**EXERCISE REQUIREMENTS:** Character for character, write out the data below.

*** Opening RECORDS SUPPLIED ***

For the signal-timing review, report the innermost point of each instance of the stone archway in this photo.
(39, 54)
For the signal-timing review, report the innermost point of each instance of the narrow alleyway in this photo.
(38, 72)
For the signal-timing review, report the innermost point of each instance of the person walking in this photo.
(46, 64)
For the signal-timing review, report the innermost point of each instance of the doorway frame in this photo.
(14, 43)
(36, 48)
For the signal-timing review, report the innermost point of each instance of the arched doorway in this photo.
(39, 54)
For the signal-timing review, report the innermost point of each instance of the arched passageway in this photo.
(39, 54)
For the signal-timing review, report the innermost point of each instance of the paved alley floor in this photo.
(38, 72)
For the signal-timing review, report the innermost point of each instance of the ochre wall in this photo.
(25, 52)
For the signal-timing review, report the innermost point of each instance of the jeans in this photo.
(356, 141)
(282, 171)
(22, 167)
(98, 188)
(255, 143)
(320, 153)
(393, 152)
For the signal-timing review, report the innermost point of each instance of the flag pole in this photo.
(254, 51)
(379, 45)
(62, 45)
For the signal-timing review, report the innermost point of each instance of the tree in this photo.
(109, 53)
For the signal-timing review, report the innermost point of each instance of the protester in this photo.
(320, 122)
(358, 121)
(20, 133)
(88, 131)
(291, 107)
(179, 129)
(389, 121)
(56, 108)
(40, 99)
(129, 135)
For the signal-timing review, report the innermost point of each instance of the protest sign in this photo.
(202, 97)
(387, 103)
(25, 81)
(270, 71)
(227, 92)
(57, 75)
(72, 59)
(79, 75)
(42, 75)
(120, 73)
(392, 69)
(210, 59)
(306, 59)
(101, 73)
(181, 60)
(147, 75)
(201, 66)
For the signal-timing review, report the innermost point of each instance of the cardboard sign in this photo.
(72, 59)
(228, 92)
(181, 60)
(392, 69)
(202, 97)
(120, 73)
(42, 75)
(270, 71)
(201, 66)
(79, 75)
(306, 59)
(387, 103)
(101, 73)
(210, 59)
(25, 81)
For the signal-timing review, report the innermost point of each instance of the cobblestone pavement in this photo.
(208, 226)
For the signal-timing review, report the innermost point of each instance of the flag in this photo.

*** Closing RECORDS SUPPLIED ***

**RESPONSE FOR THIS EXERCISE:**
For the signal-timing review, report the innermost point of each instance of the stone archway in this photo.
(39, 54)
For the signal-timing review, report the innermost point of each instance of the narrow alleyway in this photo.
(38, 72)
For the signal-timing review, report the innermost point of each instance of the person walking in this photo.
(46, 64)
For the signal-timing review, report the innermost point of each instance of the doorway frame in this photo.
(14, 43)
(36, 48)
For the signal-timing review, report the innermost point of each instance of the arched doorway in this photo.
(39, 54)
For the signal-timing review, report the innermost point of each instance of the arched passageway in this photo.
(39, 54)
For the signal-timing review, report the innermost point of each instance of the paved alley floor in this photo.
(38, 72)
For the signal-timing review, report the innermost point of each instance of the ochre wall in this photo.
(25, 52)
For the signal-timing review, report the innermost point of each instance of the jeans in this photo.
(356, 141)
(282, 171)
(22, 167)
(98, 188)
(255, 143)
(320, 153)
(393, 152)
For the signal-timing review, report the innermost point of each instance of the flag pole in this photo.
(254, 51)
(379, 45)
(62, 45)
For the signal-timing review, report the innermost point of each instance of the tree in this photo.
(109, 53)
For the signal-timing review, report the innermost point of each instance of the protester in this photo.
(320, 122)
(358, 121)
(20, 133)
(88, 131)
(291, 107)
(179, 129)
(389, 121)
(56, 108)
(40, 99)
(129, 135)
For the signal-timing review, report the innermost point of each instance of the protest sign in this photo.
(202, 97)
(387, 103)
(25, 81)
(270, 71)
(227, 92)
(57, 75)
(72, 59)
(79, 75)
(42, 75)
(120, 73)
(392, 69)
(210, 59)
(306, 59)
(101, 73)
(181, 60)
(147, 75)
(201, 66)
For the signal-timing review, report the innermost point of each instance of the cardboard sign in this photo.
(72, 59)
(228, 92)
(181, 60)
(392, 69)
(202, 97)
(120, 73)
(42, 75)
(270, 71)
(201, 66)
(79, 75)
(306, 59)
(387, 103)
(101, 73)
(210, 59)
(25, 81)
For the signal-timing review, report the innermost point of each instance of the cobblestone pavement in this photo.
(208, 226)
For the signal-timing review, report the innermost point of each instance of the flag in this photo.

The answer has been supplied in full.